* _Challenges_:
#1 In the passage on graph-level anomaly detection below, copy word for word the part that opens with the words "The paper introduces" and closes with "discovered normal clusters.".
#2 In the passage on graph-level anomaly detection below, what kind of kernel does ProtoGLAD use to find normal prototype graphs?

[begin Reading passage]

Interpretable Graph-Level Anomaly Detection via Contrast with Normal Prototypes

The task of graph-level anomaly detection (GLAD) is to identify anomalous graphs that deviate significantly from the majority of graphs in a dataset. While deep GLAD methods have shown promising performance, their black-box nature limits their reliability and deployment in real-world applications. Although some recent methods have made attempts to provide explanations for anomaly detection results, they either provide explanations without referencing normal graphs, or rely on abstract latent vectors as prototypes rather than concrete graphs from the dataset. To address these limitations, we propose Prototype-based Graph-Level Anomaly Detection (ProtoGLAD), an interpretable unsupervised framework that provides explanation for each detected anomaly by explicitly contrasting with its nearest normal prototype graph. It employs a point-set kernel to iteratively discover multiple normal prototype graphs and their associated clusters from the dataset, then identifying graphs distant from all discovered normal clusters as anomalies. Extensive experiments on multiple real-world datasets demonstrate that ProtoGLAD achieves competitive anomaly detection performance compared to state-of-the-art GLAD methods while providing better human-interpretable prototype-based explanations.

💡 Research Summary

The paper introduces ProtoGLAD, an interpretable unsupervised framework for graph‑level anomaly detection (GLAD) that grounds anomaly scores in concrete normal prototypes drawn directly from the dataset. Traditional deep GLAD methods achieve strong detection performance but operate as black boxes, producing self‑referential scores based on reconstruction error, knowledge distillation discrepancy, or self‑contrastive consistency. Consequently, they offer little insight into why a particular graph is deemed anomalous, and recent explainable GLAD work either lacks a normal reference or relies on abstract latent prototypes that are hard to interpret. ProtoGLAD addresses these gaps by explicitly discovering multiple normal prototype graphs and forming clusters around them; an anomaly is defined as a graph that is dissimilar to all discovered normal clusters.

[end Reading passage]
[begin Data entries]

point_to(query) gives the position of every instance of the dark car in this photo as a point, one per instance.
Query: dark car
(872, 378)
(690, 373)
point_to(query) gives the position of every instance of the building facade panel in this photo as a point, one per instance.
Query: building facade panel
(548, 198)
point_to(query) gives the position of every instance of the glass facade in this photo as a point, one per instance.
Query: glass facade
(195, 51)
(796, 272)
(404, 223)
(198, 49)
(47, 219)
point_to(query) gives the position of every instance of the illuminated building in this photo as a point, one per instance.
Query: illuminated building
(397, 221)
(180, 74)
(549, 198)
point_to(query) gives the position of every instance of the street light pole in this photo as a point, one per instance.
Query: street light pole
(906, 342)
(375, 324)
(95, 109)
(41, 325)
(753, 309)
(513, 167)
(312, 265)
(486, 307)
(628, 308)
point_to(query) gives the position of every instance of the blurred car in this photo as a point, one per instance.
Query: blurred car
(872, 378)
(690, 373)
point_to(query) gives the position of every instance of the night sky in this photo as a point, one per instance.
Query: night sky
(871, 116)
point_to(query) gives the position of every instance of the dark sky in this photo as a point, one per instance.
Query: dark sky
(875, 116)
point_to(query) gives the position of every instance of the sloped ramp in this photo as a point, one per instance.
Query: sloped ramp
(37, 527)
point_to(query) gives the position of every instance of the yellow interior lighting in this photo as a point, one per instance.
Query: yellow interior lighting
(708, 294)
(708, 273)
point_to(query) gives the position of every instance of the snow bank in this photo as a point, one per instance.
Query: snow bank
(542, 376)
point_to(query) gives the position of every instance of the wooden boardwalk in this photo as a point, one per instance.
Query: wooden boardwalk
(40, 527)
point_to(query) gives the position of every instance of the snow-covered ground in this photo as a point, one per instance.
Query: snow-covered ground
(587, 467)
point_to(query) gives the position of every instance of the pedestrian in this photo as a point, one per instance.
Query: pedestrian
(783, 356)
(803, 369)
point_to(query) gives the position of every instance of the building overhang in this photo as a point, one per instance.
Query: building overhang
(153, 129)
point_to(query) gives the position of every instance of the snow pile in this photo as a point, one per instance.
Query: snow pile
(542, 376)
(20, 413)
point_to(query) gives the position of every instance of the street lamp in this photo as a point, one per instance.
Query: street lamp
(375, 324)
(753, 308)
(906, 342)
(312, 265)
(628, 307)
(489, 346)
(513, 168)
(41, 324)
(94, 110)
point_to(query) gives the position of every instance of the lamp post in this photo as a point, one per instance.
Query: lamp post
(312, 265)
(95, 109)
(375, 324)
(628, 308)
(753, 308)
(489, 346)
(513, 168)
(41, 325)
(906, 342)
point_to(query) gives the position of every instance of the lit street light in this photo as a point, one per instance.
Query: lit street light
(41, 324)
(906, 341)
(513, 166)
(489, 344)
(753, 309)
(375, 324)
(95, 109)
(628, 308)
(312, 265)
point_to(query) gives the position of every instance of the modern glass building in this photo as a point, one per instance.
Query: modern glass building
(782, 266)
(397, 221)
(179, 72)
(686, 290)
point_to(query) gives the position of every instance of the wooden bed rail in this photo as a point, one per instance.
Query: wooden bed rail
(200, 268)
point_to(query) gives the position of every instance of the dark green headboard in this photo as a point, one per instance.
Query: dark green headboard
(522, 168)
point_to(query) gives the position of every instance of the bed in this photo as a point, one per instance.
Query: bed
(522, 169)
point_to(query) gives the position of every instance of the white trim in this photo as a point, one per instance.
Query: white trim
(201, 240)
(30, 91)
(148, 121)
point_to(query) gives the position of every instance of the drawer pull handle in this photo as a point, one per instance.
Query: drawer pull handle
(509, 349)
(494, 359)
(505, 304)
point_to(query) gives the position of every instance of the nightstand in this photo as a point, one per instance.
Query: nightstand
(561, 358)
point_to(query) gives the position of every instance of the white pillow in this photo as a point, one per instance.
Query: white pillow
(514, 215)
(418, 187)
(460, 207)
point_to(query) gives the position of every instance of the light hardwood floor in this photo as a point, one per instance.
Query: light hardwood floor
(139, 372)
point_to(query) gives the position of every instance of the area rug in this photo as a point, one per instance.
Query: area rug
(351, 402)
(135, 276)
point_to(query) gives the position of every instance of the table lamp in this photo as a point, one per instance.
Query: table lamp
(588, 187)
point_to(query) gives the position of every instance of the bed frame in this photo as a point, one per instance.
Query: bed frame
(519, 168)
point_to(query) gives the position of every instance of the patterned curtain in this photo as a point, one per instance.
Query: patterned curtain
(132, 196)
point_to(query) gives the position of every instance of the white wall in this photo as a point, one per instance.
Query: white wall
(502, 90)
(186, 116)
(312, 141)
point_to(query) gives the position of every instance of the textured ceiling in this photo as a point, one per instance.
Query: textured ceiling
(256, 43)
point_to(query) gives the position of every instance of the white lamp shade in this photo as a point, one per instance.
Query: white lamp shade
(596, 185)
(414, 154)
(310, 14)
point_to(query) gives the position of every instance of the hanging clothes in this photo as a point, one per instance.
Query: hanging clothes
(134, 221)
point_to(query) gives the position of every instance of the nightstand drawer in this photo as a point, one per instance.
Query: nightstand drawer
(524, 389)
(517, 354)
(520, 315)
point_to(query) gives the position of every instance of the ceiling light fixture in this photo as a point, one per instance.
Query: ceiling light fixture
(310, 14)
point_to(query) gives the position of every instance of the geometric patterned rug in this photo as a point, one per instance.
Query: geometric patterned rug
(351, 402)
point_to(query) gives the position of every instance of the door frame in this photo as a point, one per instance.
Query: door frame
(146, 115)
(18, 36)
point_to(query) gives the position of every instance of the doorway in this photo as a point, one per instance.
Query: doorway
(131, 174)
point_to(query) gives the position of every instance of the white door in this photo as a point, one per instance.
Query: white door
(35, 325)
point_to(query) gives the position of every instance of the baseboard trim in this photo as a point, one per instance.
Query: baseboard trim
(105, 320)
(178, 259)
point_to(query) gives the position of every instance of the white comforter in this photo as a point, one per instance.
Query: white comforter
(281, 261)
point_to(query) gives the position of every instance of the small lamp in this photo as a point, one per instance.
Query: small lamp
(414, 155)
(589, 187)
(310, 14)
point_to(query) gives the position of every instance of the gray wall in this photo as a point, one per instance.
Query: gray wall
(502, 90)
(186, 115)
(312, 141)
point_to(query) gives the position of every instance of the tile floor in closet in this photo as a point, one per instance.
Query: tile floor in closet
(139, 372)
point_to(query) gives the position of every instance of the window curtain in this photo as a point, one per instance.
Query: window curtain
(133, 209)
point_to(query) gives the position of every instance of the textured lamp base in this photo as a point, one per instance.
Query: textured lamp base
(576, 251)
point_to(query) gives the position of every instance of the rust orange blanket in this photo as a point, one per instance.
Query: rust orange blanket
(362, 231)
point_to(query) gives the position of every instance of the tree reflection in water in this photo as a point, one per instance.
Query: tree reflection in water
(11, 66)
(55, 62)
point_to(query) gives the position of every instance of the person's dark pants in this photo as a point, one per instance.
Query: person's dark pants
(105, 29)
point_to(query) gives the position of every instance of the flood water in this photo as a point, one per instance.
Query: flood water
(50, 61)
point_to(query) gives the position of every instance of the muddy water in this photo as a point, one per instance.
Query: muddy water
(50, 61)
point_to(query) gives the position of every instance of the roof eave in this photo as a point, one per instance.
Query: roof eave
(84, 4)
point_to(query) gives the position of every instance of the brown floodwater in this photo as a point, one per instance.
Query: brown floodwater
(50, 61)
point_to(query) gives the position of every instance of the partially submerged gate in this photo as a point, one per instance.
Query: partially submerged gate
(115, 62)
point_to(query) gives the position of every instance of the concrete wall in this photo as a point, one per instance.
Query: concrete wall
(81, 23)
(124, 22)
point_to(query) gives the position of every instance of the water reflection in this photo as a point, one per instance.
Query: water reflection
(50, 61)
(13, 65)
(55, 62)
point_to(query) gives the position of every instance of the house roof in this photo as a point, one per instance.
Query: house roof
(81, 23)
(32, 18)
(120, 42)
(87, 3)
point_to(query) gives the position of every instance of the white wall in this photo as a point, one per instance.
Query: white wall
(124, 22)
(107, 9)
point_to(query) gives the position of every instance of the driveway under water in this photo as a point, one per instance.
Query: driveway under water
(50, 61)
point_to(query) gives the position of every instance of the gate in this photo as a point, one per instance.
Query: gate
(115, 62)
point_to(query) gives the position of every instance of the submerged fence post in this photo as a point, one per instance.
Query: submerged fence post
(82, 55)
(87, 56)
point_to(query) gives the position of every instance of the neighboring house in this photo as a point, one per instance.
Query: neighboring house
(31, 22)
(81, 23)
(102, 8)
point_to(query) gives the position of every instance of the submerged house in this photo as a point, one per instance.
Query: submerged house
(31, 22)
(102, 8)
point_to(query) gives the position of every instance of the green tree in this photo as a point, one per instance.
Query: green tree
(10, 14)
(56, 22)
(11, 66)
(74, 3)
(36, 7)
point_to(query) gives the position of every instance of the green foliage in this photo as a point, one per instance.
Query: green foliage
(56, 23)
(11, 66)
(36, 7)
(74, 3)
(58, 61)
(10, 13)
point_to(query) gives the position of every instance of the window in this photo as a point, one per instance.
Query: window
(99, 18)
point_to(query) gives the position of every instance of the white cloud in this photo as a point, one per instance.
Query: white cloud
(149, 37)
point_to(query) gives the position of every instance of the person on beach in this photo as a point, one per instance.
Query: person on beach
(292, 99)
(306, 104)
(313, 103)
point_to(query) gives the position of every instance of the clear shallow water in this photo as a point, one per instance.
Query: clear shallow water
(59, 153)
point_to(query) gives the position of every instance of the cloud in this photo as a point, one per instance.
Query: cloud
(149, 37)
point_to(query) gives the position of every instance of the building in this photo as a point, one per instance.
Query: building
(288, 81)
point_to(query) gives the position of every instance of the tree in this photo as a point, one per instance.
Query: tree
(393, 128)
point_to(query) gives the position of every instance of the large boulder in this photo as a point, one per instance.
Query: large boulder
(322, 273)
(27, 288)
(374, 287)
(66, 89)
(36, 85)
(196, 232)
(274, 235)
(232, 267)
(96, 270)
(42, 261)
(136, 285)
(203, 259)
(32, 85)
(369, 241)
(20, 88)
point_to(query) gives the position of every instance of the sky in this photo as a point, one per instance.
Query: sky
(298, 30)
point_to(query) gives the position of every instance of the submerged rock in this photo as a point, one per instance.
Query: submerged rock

[end Data entries]

* _Answers to the tasks_:
#1
The paper introduces ProtoGLAD, an interpretable unsupervised framework for graph‑level anomaly detection (GLAD) that grounds anomaly scores in concrete normal prototypes drawn directly from the dataset. Traditional deep GLAD methods achieve strong detection performance but operate as black boxes, producing self‑referential scores based on reconstruction error, knowledge distillation discrepancy, or self‑contrastive consistency. Consequently, they offer little insight into why a particular graph is deemed anomalous, and recent explainable GLAD work either lacks a normal reference or relies on abstract latent prototypes that are hard to interpret. ProtoGLAD addresses these gaps by explicitly discovering multiple normal prototype graphs and forming clusters around them; an anomaly is defined as a graph that is dissimilar to all discovered normal clusters.

#2 A point-set kernel.